## Task material:

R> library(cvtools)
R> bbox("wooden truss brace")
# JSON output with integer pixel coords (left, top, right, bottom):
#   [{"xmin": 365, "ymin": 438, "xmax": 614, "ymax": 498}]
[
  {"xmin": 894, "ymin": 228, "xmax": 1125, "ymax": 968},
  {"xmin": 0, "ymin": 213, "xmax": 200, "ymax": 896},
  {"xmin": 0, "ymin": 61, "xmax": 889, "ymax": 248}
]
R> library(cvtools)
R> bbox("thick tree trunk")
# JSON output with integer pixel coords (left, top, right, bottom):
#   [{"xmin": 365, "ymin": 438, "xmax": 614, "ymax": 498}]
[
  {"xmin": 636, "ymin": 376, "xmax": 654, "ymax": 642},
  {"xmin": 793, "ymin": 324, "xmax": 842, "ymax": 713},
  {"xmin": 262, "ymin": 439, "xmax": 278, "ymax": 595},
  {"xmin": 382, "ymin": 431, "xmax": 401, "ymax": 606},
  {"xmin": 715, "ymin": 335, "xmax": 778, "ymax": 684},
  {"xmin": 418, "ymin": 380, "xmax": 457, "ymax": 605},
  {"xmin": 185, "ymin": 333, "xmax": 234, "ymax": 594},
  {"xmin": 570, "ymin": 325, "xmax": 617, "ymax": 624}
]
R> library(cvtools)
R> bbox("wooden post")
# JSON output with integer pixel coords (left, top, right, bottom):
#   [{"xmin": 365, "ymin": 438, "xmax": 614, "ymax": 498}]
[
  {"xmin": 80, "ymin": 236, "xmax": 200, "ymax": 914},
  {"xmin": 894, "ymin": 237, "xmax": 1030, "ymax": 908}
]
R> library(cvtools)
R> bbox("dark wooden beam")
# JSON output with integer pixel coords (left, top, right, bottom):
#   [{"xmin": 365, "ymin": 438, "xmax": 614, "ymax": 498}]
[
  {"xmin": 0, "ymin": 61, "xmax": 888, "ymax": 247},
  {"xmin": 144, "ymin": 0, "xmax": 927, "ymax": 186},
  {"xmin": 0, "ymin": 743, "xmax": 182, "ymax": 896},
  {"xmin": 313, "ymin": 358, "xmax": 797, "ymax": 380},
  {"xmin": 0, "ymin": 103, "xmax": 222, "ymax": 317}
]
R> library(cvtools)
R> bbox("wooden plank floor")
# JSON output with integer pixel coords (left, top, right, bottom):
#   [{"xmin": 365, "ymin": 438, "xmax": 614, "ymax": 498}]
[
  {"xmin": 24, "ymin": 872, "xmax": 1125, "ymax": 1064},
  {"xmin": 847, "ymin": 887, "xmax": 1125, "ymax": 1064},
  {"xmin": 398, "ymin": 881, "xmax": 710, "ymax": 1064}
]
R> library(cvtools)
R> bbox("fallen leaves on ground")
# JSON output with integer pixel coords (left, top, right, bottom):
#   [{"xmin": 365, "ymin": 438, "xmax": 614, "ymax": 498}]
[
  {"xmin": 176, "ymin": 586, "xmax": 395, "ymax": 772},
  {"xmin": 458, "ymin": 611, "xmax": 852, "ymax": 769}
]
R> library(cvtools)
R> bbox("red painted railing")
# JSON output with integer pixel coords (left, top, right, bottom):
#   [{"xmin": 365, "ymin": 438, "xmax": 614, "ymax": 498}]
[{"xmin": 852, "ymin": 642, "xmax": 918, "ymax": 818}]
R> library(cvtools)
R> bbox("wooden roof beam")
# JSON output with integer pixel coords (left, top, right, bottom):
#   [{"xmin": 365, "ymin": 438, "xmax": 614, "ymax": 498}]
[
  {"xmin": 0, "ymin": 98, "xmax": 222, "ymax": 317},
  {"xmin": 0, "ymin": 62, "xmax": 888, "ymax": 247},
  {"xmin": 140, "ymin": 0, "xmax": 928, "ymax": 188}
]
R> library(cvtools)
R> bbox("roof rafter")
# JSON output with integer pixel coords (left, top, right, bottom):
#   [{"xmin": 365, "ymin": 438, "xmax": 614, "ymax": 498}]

## Exercise prompt:
Pick out every line above that contains the word "beam" and copy each of those lines in full.

## Complete response:
R> bbox("dark wooden beam")
R> bbox("wooden roof beam")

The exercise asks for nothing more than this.